- **Aim**: Reproduce verbatim the part of the lines below that opens with the line containing "Category: dark slate slab" and closes with the line containing "pixel 44 233", including both of those lines.
----- Records -----
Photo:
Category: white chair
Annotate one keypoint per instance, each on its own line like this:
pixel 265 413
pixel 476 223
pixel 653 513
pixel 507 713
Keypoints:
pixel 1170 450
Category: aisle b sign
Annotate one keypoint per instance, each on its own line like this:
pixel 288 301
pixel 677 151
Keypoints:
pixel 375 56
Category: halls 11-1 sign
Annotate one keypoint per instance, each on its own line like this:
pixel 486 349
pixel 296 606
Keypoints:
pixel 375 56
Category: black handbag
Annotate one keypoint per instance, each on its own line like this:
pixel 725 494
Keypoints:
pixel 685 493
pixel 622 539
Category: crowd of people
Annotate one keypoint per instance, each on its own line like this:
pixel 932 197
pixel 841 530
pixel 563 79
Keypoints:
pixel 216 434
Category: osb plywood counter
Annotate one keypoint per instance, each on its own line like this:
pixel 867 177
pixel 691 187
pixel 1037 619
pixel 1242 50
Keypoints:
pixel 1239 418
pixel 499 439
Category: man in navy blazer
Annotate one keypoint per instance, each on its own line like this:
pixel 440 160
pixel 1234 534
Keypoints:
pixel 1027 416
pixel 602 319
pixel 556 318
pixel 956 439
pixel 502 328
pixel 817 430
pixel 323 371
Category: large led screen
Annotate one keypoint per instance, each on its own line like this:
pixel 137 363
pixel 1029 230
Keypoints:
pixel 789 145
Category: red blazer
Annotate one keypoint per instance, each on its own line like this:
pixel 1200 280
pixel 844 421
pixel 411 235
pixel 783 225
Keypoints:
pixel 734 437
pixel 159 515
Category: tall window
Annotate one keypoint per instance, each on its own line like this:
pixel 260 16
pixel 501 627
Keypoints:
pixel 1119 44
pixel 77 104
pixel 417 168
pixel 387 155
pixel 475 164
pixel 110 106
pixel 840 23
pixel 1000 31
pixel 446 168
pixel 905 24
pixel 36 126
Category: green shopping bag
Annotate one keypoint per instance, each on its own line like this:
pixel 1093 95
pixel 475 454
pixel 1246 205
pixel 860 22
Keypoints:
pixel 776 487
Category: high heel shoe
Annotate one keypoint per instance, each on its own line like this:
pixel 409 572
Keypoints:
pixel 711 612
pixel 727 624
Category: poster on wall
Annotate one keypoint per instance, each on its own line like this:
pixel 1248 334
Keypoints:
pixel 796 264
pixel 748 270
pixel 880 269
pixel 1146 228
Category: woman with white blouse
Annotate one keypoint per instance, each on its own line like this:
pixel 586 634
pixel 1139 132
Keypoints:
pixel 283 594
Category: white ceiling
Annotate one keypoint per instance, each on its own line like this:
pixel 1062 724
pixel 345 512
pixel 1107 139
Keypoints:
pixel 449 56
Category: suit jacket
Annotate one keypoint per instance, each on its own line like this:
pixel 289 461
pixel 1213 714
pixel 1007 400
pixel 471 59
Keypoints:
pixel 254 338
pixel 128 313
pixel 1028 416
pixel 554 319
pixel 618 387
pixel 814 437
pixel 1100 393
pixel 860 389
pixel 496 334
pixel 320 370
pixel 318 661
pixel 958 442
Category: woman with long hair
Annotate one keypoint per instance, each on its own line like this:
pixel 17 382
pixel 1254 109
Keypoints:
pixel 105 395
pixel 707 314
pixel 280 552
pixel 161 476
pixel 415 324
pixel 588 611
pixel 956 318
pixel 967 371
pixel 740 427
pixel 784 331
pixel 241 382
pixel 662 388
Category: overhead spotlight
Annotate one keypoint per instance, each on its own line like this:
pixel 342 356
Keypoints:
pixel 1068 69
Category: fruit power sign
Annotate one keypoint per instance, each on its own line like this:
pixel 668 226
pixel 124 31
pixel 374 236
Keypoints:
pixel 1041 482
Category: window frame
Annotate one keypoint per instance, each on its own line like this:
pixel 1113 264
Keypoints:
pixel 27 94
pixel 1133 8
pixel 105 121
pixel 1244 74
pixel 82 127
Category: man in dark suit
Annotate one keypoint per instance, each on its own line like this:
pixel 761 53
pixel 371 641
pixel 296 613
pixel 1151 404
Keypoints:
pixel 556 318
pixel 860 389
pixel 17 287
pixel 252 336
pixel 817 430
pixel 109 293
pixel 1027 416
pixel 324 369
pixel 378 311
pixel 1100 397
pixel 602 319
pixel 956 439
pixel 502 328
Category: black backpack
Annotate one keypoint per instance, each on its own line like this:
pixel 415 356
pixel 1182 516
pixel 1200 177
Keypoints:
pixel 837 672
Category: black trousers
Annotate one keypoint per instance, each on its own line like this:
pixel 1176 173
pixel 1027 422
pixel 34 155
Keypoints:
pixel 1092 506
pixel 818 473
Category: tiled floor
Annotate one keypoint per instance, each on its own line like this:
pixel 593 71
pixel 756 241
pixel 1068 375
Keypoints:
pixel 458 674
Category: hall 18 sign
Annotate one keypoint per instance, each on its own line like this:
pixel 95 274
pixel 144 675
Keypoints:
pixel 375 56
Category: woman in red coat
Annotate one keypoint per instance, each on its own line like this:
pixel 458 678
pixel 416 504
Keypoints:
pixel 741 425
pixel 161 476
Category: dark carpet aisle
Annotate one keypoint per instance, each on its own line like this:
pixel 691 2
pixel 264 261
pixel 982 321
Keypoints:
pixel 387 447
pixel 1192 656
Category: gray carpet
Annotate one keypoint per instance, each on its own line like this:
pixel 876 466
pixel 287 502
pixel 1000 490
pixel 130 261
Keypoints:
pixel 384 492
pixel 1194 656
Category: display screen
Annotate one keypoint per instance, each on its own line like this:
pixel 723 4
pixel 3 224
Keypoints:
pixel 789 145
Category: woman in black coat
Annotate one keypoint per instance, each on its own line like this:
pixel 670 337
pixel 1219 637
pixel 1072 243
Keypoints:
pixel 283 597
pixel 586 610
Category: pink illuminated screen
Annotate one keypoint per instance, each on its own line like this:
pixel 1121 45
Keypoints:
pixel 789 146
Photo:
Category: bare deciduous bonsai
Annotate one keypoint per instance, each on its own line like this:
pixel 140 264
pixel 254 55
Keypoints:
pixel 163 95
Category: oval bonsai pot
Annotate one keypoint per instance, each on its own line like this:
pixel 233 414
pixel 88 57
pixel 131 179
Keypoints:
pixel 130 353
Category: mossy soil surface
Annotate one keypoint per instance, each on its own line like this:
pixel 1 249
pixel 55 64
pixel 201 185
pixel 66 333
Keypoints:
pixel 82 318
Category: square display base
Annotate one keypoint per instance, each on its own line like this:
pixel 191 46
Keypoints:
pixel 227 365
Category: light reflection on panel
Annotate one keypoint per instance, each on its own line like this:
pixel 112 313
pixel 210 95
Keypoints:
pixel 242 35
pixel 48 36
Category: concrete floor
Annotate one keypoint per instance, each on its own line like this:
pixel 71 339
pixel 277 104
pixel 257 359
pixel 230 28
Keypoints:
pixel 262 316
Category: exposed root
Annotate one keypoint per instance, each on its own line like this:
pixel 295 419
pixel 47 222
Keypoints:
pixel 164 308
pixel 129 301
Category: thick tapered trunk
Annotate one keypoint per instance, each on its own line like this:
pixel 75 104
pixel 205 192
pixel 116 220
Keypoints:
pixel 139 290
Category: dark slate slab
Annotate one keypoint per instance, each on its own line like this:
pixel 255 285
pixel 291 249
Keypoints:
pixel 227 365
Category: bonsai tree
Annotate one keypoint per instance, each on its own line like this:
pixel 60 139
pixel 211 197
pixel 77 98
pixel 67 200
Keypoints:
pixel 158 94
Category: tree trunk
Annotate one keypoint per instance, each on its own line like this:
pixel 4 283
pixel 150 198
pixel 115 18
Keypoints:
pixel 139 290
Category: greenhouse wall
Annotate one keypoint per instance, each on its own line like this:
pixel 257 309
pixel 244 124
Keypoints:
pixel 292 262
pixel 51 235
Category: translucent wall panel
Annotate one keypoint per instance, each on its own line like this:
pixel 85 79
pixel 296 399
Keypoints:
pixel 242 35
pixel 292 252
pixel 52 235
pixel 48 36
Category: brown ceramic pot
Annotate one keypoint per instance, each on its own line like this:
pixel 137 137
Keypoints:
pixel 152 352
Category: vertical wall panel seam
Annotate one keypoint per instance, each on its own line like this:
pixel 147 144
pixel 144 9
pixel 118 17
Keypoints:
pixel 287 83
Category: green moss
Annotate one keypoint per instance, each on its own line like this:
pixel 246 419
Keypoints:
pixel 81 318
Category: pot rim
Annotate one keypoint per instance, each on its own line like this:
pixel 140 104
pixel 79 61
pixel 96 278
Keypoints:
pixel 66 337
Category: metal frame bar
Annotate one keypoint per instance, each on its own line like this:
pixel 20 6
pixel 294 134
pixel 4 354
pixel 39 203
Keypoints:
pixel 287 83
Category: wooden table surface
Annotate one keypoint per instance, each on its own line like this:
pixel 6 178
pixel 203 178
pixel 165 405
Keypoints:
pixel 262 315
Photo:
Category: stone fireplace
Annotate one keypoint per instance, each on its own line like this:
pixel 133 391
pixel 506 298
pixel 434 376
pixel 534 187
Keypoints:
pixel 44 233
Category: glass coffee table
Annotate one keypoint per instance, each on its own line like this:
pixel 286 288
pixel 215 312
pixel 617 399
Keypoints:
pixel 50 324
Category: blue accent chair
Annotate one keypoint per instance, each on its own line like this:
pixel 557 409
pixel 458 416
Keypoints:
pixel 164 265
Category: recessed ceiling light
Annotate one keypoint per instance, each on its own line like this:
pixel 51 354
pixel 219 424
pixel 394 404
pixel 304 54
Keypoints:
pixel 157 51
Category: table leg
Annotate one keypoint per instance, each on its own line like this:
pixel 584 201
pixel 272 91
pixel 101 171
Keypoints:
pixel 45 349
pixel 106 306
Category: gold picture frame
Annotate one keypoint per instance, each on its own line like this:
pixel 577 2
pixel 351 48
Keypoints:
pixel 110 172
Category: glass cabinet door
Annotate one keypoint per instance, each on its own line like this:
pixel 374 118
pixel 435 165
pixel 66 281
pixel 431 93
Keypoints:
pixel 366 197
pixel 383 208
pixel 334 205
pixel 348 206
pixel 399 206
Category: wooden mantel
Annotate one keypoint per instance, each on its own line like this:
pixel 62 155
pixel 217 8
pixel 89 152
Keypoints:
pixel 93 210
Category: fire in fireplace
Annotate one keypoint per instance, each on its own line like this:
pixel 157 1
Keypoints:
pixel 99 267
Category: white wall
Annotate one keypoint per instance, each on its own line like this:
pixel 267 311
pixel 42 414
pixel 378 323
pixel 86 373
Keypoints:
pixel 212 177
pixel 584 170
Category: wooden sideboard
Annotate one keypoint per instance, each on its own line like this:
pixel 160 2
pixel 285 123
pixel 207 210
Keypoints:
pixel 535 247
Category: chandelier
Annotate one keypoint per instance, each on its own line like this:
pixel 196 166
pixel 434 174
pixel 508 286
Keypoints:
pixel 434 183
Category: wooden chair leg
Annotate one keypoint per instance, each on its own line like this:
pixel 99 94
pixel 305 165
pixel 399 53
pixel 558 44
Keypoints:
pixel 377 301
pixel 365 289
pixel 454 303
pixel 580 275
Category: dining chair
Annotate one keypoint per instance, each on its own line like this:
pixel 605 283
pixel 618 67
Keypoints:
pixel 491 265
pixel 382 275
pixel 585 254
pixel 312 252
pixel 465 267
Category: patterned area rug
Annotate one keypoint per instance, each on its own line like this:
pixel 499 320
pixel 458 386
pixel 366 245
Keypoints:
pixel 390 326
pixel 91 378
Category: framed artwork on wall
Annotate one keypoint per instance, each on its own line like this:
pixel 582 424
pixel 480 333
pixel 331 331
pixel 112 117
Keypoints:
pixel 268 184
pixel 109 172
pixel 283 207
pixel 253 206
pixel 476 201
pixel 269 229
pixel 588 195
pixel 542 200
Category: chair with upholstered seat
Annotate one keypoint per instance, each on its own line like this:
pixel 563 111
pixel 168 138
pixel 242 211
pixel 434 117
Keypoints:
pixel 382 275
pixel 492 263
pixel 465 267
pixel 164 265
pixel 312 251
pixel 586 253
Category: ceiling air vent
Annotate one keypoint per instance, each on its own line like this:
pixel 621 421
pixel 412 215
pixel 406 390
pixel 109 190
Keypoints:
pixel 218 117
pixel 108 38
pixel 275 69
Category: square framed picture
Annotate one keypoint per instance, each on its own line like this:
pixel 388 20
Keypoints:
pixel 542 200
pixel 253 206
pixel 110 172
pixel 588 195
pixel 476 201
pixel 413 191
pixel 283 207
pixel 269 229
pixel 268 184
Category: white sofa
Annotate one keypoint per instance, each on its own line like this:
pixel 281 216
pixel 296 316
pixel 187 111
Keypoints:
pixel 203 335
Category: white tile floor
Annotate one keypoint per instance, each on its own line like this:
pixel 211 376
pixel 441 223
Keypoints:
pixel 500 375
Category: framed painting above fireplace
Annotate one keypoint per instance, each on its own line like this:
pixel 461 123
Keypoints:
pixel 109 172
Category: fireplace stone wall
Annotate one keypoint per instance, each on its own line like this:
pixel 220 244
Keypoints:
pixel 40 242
-----
- **Task answer**:
Category: dark slate slab
Annotate one keypoint per instance, each on its own line like this:
pixel 255 285
pixel 291 249
Keypoints:
pixel 227 365
Category: bonsai tree
Annotate one keypoint per instance, each on its own line like this:
pixel 60 139
pixel 211 197
pixel 77 98
pixel 67 200
Keypoints:
pixel 158 94
Category: tree trunk
Annotate one keypoint per instance, each on its own line like this:
pixel 4 283
pixel 150 198
pixel 115 18
Keypoints:
pixel 139 290
Category: greenhouse wall
Annotate one keypoint per instance, each on its own line like this:
pixel 257 309
pixel 244 124
Keypoints:
pixel 292 262
pixel 51 235
Category: translucent wall panel
Annotate one keypoint per instance, each on its own line like this:
pixel 85 79
pixel 296 399
Keypoints:
pixel 242 35
pixel 292 252
pixel 52 235
pixel 48 36
Category: brown ceramic pot
Annotate one keypoint per instance, each on its own line like this:
pixel 137 137
Keypoints:
pixel 152 352
Category: vertical wall panel seam
Annotate one keypoint per instance, each on its own line like this:
pixel 147 144
pixel 144 9
pixel 118 17
Keypoints:
pixel 287 83
Category: green moss
Annotate one keypoint per instance, each on its own line like this:
pixel 246 419
Keypoints:
pixel 81 318
Category: pot rim
Annotate one keypoint per instance, each on its own line like this:
pixel 140 104
pixel 79 61
pixel 96 278
Keypoints:
pixel 66 337
Category: metal frame bar
Annotate one keypoint per instance, each on its own line like this:
pixel 20 6
pixel 294 134
pixel 4 354
pixel 39 203
Keypoints:
pixel 287 83
Category: wooden table surface
Annotate one keypoint per instance, each on its own line like this:
pixel 6 178
pixel 203 178
pixel 165 405
Keypoints:
pixel 262 315
Photo:
Category: stone fireplace
Annotate one keypoint per instance, each on its own line like this:
pixel 133 391
pixel 506 298
pixel 434 376
pixel 534 187
Keypoints:
pixel 44 233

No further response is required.